SOURCE
— begin —
Smart Investing When You
Receive a Windfall

By Cara J. Stevens


Unlike cheese and wine, newly-found money does not age and appreciate gracefully on its own. It must be tended to immediately, as it can quickly trickle out of your grasp while you stand there appreciating its beauty.

"Too many times we see people who receive small amounts treat these funds as play money," says Susan Hirshman, a vice president and planning strategist at JPMorgan Fleming Asset Management.

Where Does It Come From?
If you’re reading this article in hopes of some day receiving a large unexpected sum, you’re probably eager to learn how that money may someday come to fall in your lap. The standard ways people usually receive a large sum of money are through an inheritance, gift, sale of a company or property, life insurance, winning the lottery, a lawsuit, marriage or divorce, and every once in a while they actually earn it through stock options or a bonus.

"We were fortunate to be part of the Internet stock bubble," says Phillip Lawrence* of Los Angeles, Calif. "My wife and I each worked for small startups that went public, so we made almost $100,000 from the stock options. While it wasn’t enough to retire on, it did pay for a down payment on a house in a great community."

Many families benefited from the boom of the late ‘90s, though like the Lawrences, most people did not earn enough to change their lifestyle permanently. Tens or even a few hundred thousands of dollars can increase your comfort level by paying off debt or helping you plan for the future, while an income of millions changes everything.

Take a Moment to Take Stock
Whether your new fortune is small or large, you should assess your current situation before you begin your planning.

"There are five major areas to look at when you’re creating a financial plan: insurance, estate planning, retirement, taxes and investments," says Jay Freeberg, a CPA and certified financial planner in Westbury, N.Y. "The first two – insurance planning and estate planning – must be taken care of first. If your family and future are taken care of, you can then look at allocating the rest of your funds for savings and investment."

Home and Family First
Experts agree that you should take care of the home front first. "The moment you acquire money of any amount, it’s a good time to make sure your wills are up to date, take care of trusts, family planning and wealth transfer," says C. Robton Perelli-Minetti, a Greenwich, Conn., attorney. "Depending on how much you receive, you might also want to consider changing to a different kind of financial planner who deals with multi-million dollar clients on a regular basis."

As with any sizeable addition of money to your portfolio, the way your assets will be managed and allocated will change completely, as will your risk tolerance. Your advisor will help you determine how readily accessible you need the funds to be and in turn will help you diversify your portfolio to serve your current and future needs.

Once you and your family are comfortably taken care of, you should plan for your everyday needs. "Calculate your regular monthly expenses to see how much you have available for savings," says Freeberg. "Then carefully select your investments based on their performance issues including cash flow, long term assets and overall needs." When considering any individual investment, you should always look at it in the context of your overall asset allocation.
— end —
SOURCE DATA
— begin —
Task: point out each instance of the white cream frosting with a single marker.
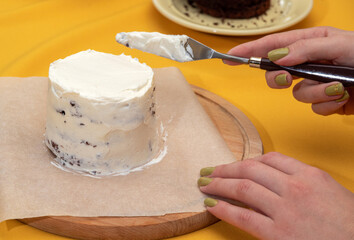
(101, 113)
(168, 46)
— end —
WORK REQUIRED
Pick up the windfall investing article after its last paragraph and keep writing it.

REPLY TO THE TASK
Investment Options
Long-term growth options, such as bonds and CDs, offer the security of ensured maturity; however, the growth potential is quite limited. More volatile investments such as stocks have potential to expand your portfolio exponentially over time, but due to innumerable variables they also have the potential to reduce your investment to nothing.

Hedge funds, investment vehicles that pool investors’ money and invest it collectively, are becoming available to individual investors as a non-traditional investment option. The benefit of these funds is that since hedge funds are not as regulated as most other investment options, managers can leverage more sophisticated investment techniques. The downside is that you often need to satisfy a large minimum requirement for investing, and many funds are limited to fewer than 100 investors.

Other non-traditional options include investing in property and new business ventures. The upside is, of course, the high income potential; however, for investments of this sort, you must be extremely well informed about the nature of the business venture itself as well as the market conditions. For any investments, it is vital to get expert advice and learn all the risks and ramifications involved before committing your capital.

Donating Your Dollars
Often, people consider charitable donations simply for tax purposes, but financial advisors strongly caution against donating for the wrong reasons. "The first question you need to ask yourself is if you have charitable intent," says Hirshman.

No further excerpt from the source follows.